Enron and the UN

I was wondering if anyone else noticed this.  Greg Scoblete (hat tip: Instapundit)  points out the very different treatment that the Enron and the UN Scandals have gotten in the NY Times:

Notice the care this New York Times editorial takes
when treating Kofi Annan today, all hedged bets and mild condemnation.
It's only Kojo, after all. Confined to those shifty Swiss. Not a big
deal, besides the only people who care are the warmongers angry that
Kofi wouldn't sign on to the Iraq war. Just do better next time.

In other words, par for the Kofi course.*

Now, Enron.  Hang 'em high! Trust no one. Spare no one. Cast the net wide! Wider! The root of all evil. Crush all Imperial CEOs. Ken Lay - why wait for the trial? Even named a disease after it.

They are different:  The UN scandals are much worse:

  • The UN is a far more important institution -- at the end of the day, Enron is just a pipeline company, and no one, except their hosed employees, really has missed it
  • The UN has overseen a far larger amount of corruption in $ terms.
  • Enron enriched some twits in Houston.  UN enriched a brutal dictator who used the money to cement his totalitarian power over his country
  • At least as far as I know, Enron employees were not guilty of mass rape.

Disclosure: When I was a first year associate at McKinsey & Co.,
I worked on a study team led by Jeff Skilling (it was at McKinsey that
Skilling developped many of his ideas for the gas-trading business that
catapulted him into a senior position at Enron).  I had great respect
for Skilling's off-the-chart intelligence and ability to synthesize
tons of detail.  If that causes the reader to be suspicious of Skilling's Congressional testimony
, well, I will leave that to the reader's opinion and future court
decisions.  Remember, though, that the
I-was-too-dumb-to-know-what-was-going-on defense did not even work for Bernard Ebbers, and Skilling is a lot brighter than Ebbers.

_Action item A:_ Summarize the post on Enron and the UN in two sentences.
_Action item B:_ Output the stretch of the post on Enron and the UN from "Now, Enron.  Hang" through "in $ terms.", copied word for word.

Items listed in a dataset

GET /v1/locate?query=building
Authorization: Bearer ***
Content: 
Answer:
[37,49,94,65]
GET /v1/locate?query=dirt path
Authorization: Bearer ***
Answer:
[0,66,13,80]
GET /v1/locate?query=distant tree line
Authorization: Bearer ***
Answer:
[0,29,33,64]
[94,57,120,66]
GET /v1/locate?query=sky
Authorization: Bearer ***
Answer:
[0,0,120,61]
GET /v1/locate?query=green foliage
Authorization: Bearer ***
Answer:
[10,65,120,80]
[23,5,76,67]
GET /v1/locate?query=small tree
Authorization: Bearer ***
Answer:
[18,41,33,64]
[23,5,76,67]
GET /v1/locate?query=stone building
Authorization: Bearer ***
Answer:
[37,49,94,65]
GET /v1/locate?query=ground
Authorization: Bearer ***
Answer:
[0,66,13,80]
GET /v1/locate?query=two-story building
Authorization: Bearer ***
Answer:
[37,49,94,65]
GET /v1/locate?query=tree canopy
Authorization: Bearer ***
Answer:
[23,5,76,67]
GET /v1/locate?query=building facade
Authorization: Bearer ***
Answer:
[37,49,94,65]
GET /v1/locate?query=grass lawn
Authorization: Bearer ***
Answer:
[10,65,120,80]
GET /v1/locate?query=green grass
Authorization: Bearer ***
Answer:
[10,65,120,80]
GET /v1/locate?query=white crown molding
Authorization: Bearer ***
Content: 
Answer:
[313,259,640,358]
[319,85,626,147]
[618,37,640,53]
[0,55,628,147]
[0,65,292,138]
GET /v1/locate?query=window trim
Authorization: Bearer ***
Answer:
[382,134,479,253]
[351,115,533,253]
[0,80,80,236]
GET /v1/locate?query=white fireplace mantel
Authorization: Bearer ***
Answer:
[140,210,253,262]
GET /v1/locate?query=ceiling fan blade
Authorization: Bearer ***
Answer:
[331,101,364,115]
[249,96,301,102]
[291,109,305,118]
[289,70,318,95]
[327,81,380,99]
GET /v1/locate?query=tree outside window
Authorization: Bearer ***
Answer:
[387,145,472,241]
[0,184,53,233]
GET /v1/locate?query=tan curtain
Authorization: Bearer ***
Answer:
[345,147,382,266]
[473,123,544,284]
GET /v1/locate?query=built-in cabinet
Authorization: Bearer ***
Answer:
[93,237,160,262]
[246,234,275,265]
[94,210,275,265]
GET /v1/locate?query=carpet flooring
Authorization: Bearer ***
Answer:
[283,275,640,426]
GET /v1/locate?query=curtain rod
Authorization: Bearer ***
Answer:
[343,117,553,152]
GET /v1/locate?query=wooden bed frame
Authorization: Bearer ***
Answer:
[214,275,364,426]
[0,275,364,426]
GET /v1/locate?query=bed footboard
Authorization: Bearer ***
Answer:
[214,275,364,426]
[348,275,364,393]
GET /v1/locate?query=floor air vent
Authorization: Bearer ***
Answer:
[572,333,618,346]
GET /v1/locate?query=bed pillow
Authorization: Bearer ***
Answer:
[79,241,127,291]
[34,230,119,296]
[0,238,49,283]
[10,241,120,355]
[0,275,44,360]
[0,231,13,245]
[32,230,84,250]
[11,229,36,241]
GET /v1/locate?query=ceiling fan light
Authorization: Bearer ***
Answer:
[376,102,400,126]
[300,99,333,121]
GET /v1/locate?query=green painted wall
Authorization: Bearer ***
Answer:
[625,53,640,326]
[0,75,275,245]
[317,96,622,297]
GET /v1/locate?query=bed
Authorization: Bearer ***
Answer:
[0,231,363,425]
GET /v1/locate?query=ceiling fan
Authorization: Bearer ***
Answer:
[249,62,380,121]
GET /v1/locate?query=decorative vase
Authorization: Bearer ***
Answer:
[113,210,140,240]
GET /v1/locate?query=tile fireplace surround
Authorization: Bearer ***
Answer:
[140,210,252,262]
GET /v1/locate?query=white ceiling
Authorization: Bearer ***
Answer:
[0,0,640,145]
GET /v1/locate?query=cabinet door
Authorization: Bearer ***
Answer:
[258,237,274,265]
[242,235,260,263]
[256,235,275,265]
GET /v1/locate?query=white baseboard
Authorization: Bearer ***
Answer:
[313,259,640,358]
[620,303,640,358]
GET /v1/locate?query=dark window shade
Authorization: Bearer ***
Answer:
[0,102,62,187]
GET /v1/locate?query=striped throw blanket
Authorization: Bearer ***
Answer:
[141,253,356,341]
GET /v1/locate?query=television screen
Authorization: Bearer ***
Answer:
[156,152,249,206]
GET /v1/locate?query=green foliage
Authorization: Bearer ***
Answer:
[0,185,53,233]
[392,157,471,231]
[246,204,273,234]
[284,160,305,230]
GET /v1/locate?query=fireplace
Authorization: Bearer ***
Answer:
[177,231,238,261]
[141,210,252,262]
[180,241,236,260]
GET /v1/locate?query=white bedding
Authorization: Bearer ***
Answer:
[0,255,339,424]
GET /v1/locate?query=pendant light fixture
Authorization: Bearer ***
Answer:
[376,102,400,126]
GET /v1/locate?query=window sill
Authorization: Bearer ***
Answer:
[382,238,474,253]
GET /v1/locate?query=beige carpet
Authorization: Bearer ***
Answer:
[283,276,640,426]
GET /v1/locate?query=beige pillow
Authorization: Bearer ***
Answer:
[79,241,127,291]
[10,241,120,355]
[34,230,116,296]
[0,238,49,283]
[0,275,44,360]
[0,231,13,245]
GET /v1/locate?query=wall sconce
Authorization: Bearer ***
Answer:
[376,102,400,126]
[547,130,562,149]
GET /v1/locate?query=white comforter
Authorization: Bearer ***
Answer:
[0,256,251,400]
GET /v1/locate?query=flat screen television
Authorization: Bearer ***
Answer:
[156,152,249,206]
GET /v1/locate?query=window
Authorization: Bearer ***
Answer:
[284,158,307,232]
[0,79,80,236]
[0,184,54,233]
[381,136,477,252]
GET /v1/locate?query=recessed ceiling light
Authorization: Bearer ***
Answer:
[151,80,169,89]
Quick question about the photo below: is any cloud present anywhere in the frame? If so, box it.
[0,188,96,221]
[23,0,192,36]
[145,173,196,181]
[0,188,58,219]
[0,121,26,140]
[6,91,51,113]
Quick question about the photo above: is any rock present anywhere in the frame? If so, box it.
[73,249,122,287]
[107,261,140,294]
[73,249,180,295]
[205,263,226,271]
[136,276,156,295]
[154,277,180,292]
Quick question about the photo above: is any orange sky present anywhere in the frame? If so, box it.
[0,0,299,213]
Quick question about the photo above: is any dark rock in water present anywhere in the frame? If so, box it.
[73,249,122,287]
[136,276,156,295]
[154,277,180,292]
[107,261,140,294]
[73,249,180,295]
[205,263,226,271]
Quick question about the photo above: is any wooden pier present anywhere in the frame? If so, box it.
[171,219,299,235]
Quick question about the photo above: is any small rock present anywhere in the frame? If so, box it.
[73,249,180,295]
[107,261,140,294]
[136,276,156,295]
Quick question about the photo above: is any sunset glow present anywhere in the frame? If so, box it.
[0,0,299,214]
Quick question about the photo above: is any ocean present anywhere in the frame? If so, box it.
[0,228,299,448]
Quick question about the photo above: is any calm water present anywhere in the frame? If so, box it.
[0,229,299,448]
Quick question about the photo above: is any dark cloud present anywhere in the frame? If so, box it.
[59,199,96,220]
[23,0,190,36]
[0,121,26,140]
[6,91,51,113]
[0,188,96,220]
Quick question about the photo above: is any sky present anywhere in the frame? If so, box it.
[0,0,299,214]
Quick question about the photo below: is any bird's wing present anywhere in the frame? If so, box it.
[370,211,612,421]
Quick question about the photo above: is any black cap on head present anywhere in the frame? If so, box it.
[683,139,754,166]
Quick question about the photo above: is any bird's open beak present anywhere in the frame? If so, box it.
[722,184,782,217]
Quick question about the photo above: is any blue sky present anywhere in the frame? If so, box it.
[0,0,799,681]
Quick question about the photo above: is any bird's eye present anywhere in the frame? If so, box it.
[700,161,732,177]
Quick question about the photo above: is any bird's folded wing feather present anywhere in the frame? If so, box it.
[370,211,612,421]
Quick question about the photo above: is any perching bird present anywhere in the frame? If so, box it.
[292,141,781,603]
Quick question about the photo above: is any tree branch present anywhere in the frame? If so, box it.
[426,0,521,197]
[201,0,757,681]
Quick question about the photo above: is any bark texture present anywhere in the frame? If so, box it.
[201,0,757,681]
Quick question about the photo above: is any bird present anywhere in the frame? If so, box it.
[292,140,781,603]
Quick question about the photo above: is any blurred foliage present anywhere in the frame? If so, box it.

_Expected output A:_ Citing Greg Scoblete, the post contrasts a New York Times editorial's hedged, mild treatment of Kofi Annan with the paper's harsh condemnation of Enron, and the author argues that the UN scandals are much worse because the UN is a more important institution, oversaw more corruption in dollar terms, and enriched a brutal dictator. The author also discloses having worked on a McKinsey study team led by Jeff Skilling and having great respect for his intelligence.

_Expected output B:_
Now, Enron.  Hang 'em high! Trust no one. Spare no one. Cast the net wide! Wider! The root of all evil. Crush all Imperial CEOs. Ken Lay - why wait for the trial? Even named a disease after it.

They are different:  The UN scandals are much worse:

  • The UN is a far more important institution -- at the end of the day, Enron is just a pipeline company, and no one, except their hosed employees, really has missed it
  • The UN has overseen a far larger amount of corruption in $ terms.